__Passage for review__.
• • • • •

Last month I met a man who holds my childhood dream job: an “exhibit preparator” at a university’s natural-history museum. That may not sound so exciting, but I think his position should be one of the most coveted in all of academe because it brings together so many things that make for an enjoyable, varied, and creative professional life.
It’s not a job that one is likely to see advertised. Hires are made by the planetary alignments of person, place, and timing. It helps a lot if you happen to have degrees in both art and biology, along with experience in manufacturing. All of that makes Daniel Erickson at the University of Michigan’s Exhibit Museum of Natural History a rare species, indeed.
His laboratory, a cross between the studio of MythBusters and a cabinet of curiosities, is an unselfconscious work of art that rivals anything you’ll find elsewhere in the museum. You step through the oak door of Room 4511, and your eyes wander from the replica head of a Neanderthal, nestled amid a row of gilded 19th-century periodicals, to a massive oak cabinet on which sits a curiously smiling fiberglass Dimetrodon, to a cluster of ferocious-looking industrial machines (a lathe, table saws, and a drill press). You begin to understand that the peculiar attraction of this kind of museum is not merely the latest scientific theories about the proper position of the tail of the Allosaurus (horizontal, of course); it is the intersection of art, history, and the cultures of science stretching back at least four centuries. It’s all about the aura of things that are real.

• • • • •

__Given information__.
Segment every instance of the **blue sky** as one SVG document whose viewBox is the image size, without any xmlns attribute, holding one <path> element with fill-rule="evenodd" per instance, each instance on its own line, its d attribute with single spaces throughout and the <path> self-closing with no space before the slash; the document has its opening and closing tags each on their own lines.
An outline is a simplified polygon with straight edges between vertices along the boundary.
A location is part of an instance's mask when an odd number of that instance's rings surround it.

• • • • •

__Exercise requirements__.
Answer these questions about the passage on the museum exhibit preparator above the data:
(a) Which museum employs Daniel Erickson?
(b) What is the number of the room that holds his laboratory?
(c) What does the passage give as the proper position of the Allosaurus's tail?

__Exercise solution__.
(a) The University of Michigan's Exhibit Museum of Natural History
(b) Room 4511
(c) Horizontal